= What to do =
A – In the biography of John Gowing, on which ship did Gowing emigrate to Sydney?
B – Print the part of the biography of John Gowing from "Gowing opened a" up to and including "the department store.".

= Text =
=== Section Start ===

Gowing was born at Cranley Hall, Eye, Suffolk, England, and was the eldest son of 10 children of Ellis Symonds Gowing, a farmer, and his wife Charlotte Lancaster. At 24 years of age, Gowing emigrated to Sydney with £400 on the American ship, the Commonwealth. A year later, his parents and siblings followed him to Australia.

On arrival in Sydney, Gowing worked on the harbour in a maritime warehouse. Soon after, he commenced working in retail with David Jones. He rose to be in charge of the mercery department and lived above the store, as was common in the era.

Gowing opened a drapery business on Crown Street, East Sydney, in 1863. Five years later, he and his younger brother, Preston Robert Gowing (1839–1900), opened the Mercery and Glove Depot in George Street, Sydney. John Gowing managed the store for £200 per year and a half share of the profits. The business prospered, and in 1864, a mercery warehouse, Edinburgh House, was opened. In 1878, his brother left employment as manager of another outfitter and joined Gowings. In time, ladies' gloves and silk umbrellas became less important, and Gowings became known as a high-class gentleman's outfitter. Preston Gowing predeceased his brother, and in 1907, John Gowing transferred the business to his nephew and elder sons. John Gowing's son, Preston Gowing, became chairman and ushered in a new era for the department store.

==Death==
In 1908, Gowing died at his home, Lyndhurst, Middleton Street, Stanmore. He was survived by his wife, Elizabeth, who had been a milliner in her native Cambridgeshire, and eight children. His funeral service was held at All Saints' Anglican Church, Petersham, before his masonic burial at Rookwood. Gowing was a prominent mason and a founder of the Royal Arch Masonic Lodge, Petersham.

=== Section End ===

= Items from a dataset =
=== Section Start ===

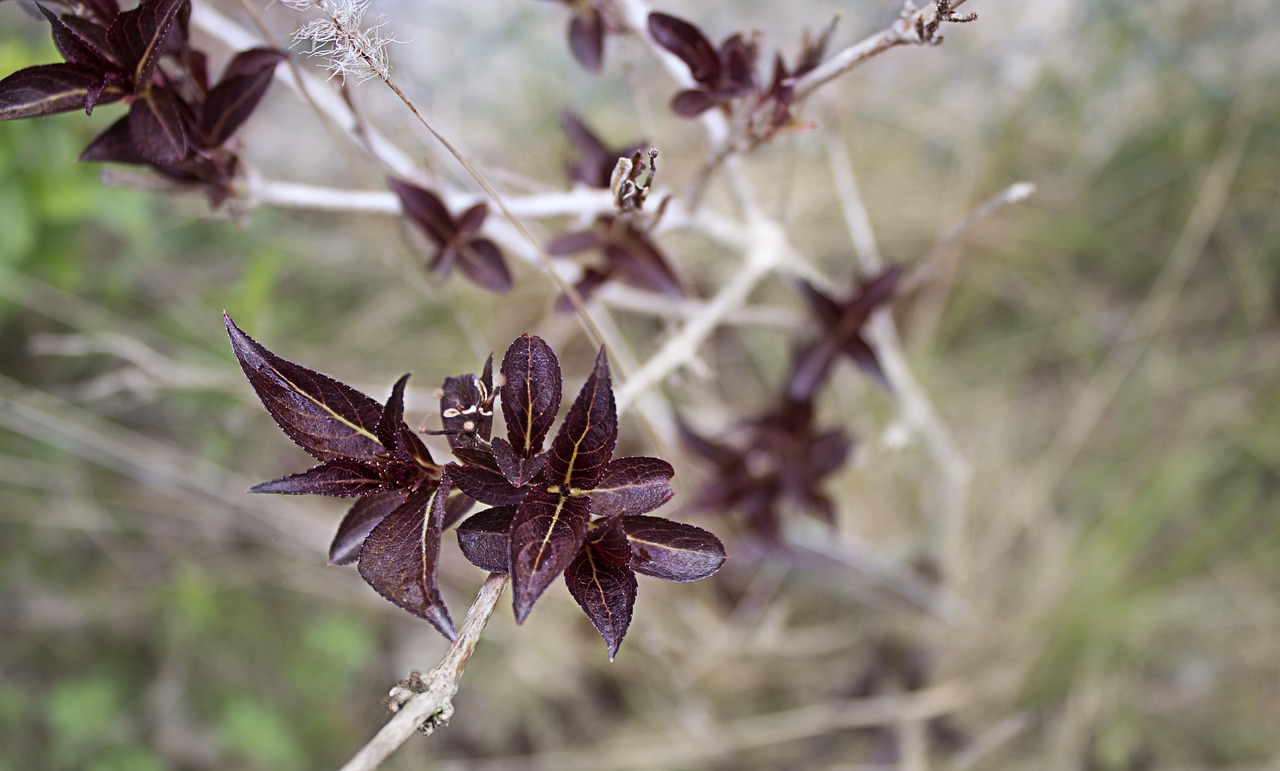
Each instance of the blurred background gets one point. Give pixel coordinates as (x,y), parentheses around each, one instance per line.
(1105,356)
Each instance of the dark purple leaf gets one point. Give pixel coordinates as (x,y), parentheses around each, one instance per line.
(48,89)
(401,555)
(410,448)
(691,103)
(325,418)
(586,40)
(600,582)
(105,10)
(81,41)
(860,351)
(158,128)
(233,100)
(360,521)
(545,533)
(481,261)
(672,551)
(485,538)
(530,392)
(456,506)
(812,364)
(689,44)
(585,441)
(341,479)
(842,332)
(140,35)
(388,430)
(424,209)
(595,162)
(517,469)
(632,486)
(114,145)
(485,486)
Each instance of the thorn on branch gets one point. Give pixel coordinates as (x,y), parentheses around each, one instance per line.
(402,692)
(406,689)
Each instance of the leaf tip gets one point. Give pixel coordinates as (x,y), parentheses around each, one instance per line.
(438,616)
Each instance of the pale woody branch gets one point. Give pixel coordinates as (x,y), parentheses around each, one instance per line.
(433,705)
(914,27)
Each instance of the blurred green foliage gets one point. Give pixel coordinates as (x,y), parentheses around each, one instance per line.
(154,624)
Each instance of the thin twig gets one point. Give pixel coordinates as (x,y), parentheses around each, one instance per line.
(904,31)
(663,751)
(951,496)
(434,702)
(769,249)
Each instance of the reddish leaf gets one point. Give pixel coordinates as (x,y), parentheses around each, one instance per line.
(485,538)
(158,128)
(233,100)
(360,520)
(691,103)
(339,479)
(689,44)
(595,162)
(672,551)
(412,450)
(81,41)
(585,441)
(48,89)
(600,582)
(401,555)
(530,392)
(517,469)
(424,209)
(140,35)
(481,261)
(632,486)
(545,533)
(388,430)
(456,506)
(813,50)
(586,40)
(485,486)
(842,332)
(114,145)
(325,418)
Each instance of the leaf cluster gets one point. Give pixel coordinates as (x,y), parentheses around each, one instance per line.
(456,238)
(568,507)
(178,122)
(727,76)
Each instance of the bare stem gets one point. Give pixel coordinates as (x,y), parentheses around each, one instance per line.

=== Section End ===

= Problem solutions =
A – The American ship the Commonwealth.

B –
Gowing opened a drapery business on Crown Street, East Sydney, in 1863. Five years later, he and his younger brother, Preston Robert Gowing (1839–1900), opened the Mercery and Glove Depot in George Street, Sydney. John Gowing managed the store for £200 per year and a half share of the profits. The business prospered, and in 1864, a mercery warehouse, Edinburgh House, was opened. In 1878, his brother left employment as manager of another outfitter and joined Gowings. In time, ladies' gloves and silk umbrellas became less important, and Gowings became known as a high-class gentleman's outfitter. Preston Gowing predeceased his brother, and in 1907, John Gowing transferred the business to his nephew and elder sons. John Gowing's son, Preston Gowing, became chairman and ushered in a new era for the department store.